Polygon annotations for photos:
****************************************

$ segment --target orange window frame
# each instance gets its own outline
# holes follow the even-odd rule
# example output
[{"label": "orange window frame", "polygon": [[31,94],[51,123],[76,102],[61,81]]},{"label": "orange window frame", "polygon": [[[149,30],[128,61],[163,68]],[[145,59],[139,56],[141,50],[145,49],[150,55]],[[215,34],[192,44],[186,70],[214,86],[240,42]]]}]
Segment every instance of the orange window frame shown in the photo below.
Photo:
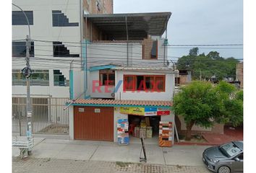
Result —
[{"label": "orange window frame", "polygon": [[[126,86],[127,86],[127,81],[126,81],[126,77],[132,77],[132,89],[127,89]],[[136,75],[126,75],[124,74],[124,84],[123,84],[123,86],[124,86],[124,91],[136,91],[136,89],[135,89],[135,83],[136,82]]]},{"label": "orange window frame", "polygon": [[[137,84],[137,76],[143,76],[143,90],[138,90],[136,87]],[[126,84],[126,77],[132,77],[132,89],[127,89]],[[146,89],[146,82],[145,78],[146,77],[153,77],[153,89]],[[158,86],[156,85],[156,77],[162,77],[163,78],[163,86],[162,89],[159,89]],[[145,91],[145,92],[166,92],[166,75],[124,75],[124,84],[123,84],[123,89],[124,91]]]}]

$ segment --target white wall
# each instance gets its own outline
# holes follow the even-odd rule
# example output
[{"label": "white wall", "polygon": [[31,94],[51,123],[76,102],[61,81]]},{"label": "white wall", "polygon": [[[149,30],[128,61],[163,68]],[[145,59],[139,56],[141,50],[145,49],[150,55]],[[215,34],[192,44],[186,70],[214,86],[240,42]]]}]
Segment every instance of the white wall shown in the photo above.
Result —
[{"label": "white wall", "polygon": [[[163,66],[163,39],[158,38],[158,59],[142,59],[142,42],[129,43],[128,56],[129,66]],[[166,56],[167,56],[166,48]],[[89,66],[109,63],[127,64],[127,47],[126,43],[92,43],[88,44],[88,63]]]},{"label": "white wall", "polygon": [[[155,71],[152,72],[138,72],[128,71],[116,71],[116,84],[119,80],[122,80],[120,87],[115,94],[116,99],[136,99],[136,100],[166,100],[173,99],[173,93],[174,92],[174,74],[157,73]],[[146,92],[144,91],[127,91],[124,92],[124,74],[132,75],[166,75],[166,91],[162,92]]]},{"label": "white wall", "polygon": [[[85,71],[73,71],[73,94],[74,99],[81,96],[83,98],[85,92]],[[82,94],[82,95],[81,95]]]},{"label": "white wall", "polygon": [[[93,71],[89,72],[88,76],[88,94],[90,97],[93,98],[114,98],[111,96],[111,93],[114,90],[114,86],[101,86],[99,91],[95,89],[93,91],[93,85],[98,86],[99,86],[99,80],[100,80],[100,75],[98,71]],[[93,81],[95,81],[95,84],[93,84]],[[97,81],[97,82],[96,82]],[[107,91],[107,92],[106,92]],[[108,91],[111,91],[108,92]]]},{"label": "white wall", "polygon": [[[74,60],[73,67],[80,69],[80,60],[77,58],[53,57],[52,41],[61,41],[67,47],[71,54],[80,54],[80,44],[67,42],[80,42],[80,0],[13,0],[12,2],[24,11],[33,11],[33,25],[30,25],[32,40],[50,42],[34,42],[35,58],[30,58],[32,69],[48,69],[48,86],[32,86],[31,94],[51,94],[53,97],[69,97],[69,86],[54,86],[53,69],[59,69],[66,79],[69,79],[69,63]],[[67,3],[68,4],[67,4]],[[20,11],[12,6],[13,11]],[[52,10],[61,10],[69,18],[69,22],[78,22],[78,27],[53,27]],[[27,25],[12,25],[12,40],[25,39],[28,35]],[[66,43],[65,43],[66,42]],[[25,58],[13,58],[12,69],[22,69],[25,66]],[[13,86],[13,94],[25,94],[26,86]]]},{"label": "white wall", "polygon": [[[13,69],[19,69],[14,68]],[[35,68],[33,68],[35,69]],[[37,68],[42,69],[42,68]],[[43,68],[45,69],[45,68]],[[51,95],[53,97],[69,97],[69,86],[54,86],[54,70],[49,70],[49,86],[30,86],[30,94]],[[69,71],[67,69],[60,69],[67,80],[69,80]],[[27,94],[26,86],[12,86],[12,94]]]}]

****************************************

Problem to solve: Convert all of the material above into a two-column CSV with the headers "prompt" and "response" and one row per request. Put each request's text and its answer in a single quoted field, replace line breaks with spaces, and leave out the pictures.

Task solution:
prompt,response
"$ segment --target orange window frame # each instance gets its own outline # holes follow the even-odd rule # example output [{""label"": ""orange window frame"", ""polygon"": [[31,94],[51,123],[76,102],[61,81]]},{""label"": ""orange window frame"", ""polygon"": [[[149,30],[128,61],[163,68]],[[145,59],[139,56],[141,50],[145,49],[150,55]],[[215,34],[192,44],[186,70],[214,86],[240,42]]]}] Segment every instance of the orange window frame shown in the photo below. Photo: Result —","[{""label"": ""orange window frame"", ""polygon"": [[[126,86],[127,86],[127,81],[126,81],[126,77],[132,77],[132,89],[127,89]],[[136,75],[126,75],[124,74],[124,84],[123,84],[123,86],[124,86],[124,91],[136,91],[136,89],[135,89],[135,83],[136,82]]]},{""label"": ""orange window frame"", ""polygon"": [[[137,84],[137,76],[143,76],[143,90],[138,90],[136,87]],[[126,84],[126,77],[132,77],[132,89],[127,89]],[[146,89],[146,82],[145,78],[146,77],[153,77],[153,89]],[[158,86],[156,85],[156,77],[162,77],[163,78],[163,86],[162,89],[159,89]],[[145,91],[145,92],[166,92],[166,75],[124,75],[124,84],[123,84],[123,89],[124,91]]]}]"
"$ segment --target white wall # each instance gets its own outline # holes follow the even-odd rule # example output [{""label"": ""white wall"", ""polygon"": [[31,94],[51,123],[76,102],[61,81]]},{""label"": ""white wall"", ""polygon"": [[[149,30],[128,61],[163,68]],[[145,59],[139,56],[141,50],[145,49],[150,55]],[[215,34],[192,44],[186,70],[214,86],[240,42]]]}] Segment every instance of the white wall shown in the photo above. Result —","[{""label"": ""white wall"", ""polygon"": [[[163,66],[163,39],[158,38],[158,59],[142,59],[142,42],[129,43],[128,56],[129,66]],[[166,56],[167,56],[166,48]],[[89,66],[109,63],[127,64],[127,47],[126,43],[92,43],[88,44],[88,63]]]},{""label"": ""white wall"", ""polygon"": [[[155,71],[152,72],[138,72],[128,71],[116,71],[116,84],[119,80],[122,80],[120,87],[115,94],[116,99],[136,99],[136,100],[166,100],[173,99],[173,93],[174,92],[174,74],[157,73]],[[146,92],[144,91],[127,91],[124,92],[124,74],[132,75],[166,75],[166,91],[162,92]]]},{""label"": ""white wall"", ""polygon"": [[[85,71],[73,71],[73,94],[74,99],[81,96],[83,98],[85,92]],[[82,94],[82,95],[81,95]]]},{""label"": ""white wall"", ""polygon"": [[[93,71],[89,72],[88,76],[88,94],[90,97],[93,98],[114,98],[111,96],[111,93],[114,90],[114,86],[101,86],[99,91],[95,89],[93,91],[93,85],[98,86],[99,86],[99,80],[100,80],[100,75],[98,71]],[[93,81],[95,81],[95,84],[93,84]],[[97,81],[97,82],[96,82]],[[107,91],[107,92],[106,92]],[[108,91],[111,91],[108,92]]]},{""label"": ""white wall"", ""polygon"": [[[74,60],[73,67],[80,69],[80,60],[77,58],[53,57],[52,41],[61,41],[67,47],[71,54],[80,54],[80,44],[67,42],[80,42],[80,0],[13,0],[12,2],[24,11],[33,11],[33,25],[30,25],[32,40],[50,42],[34,42],[35,58],[30,58],[32,69],[48,69],[48,86],[32,86],[31,94],[51,94],[53,97],[69,97],[69,86],[54,86],[53,69],[59,69],[66,79],[69,79],[69,63]],[[67,3],[68,4],[67,4]],[[20,11],[12,6],[13,11]],[[52,10],[61,10],[69,18],[69,22],[78,22],[78,27],[53,27]],[[27,25],[12,25],[12,40],[25,39],[28,35]],[[66,43],[65,43],[66,42]],[[25,58],[13,58],[12,69],[22,69],[25,66]],[[13,86],[13,94],[25,94],[26,86]]]},{""label"": ""white wall"", ""polygon"": [[[13,69],[19,69],[14,68]],[[35,68],[33,68],[35,69]],[[37,68],[42,69],[42,68]],[[43,68],[45,69],[45,68]],[[51,95],[53,97],[69,97],[69,86],[54,86],[54,70],[49,70],[49,86],[30,86],[30,94]],[[69,71],[67,69],[60,69],[67,80],[69,80]],[[27,94],[26,86],[12,86],[12,94]]]}]"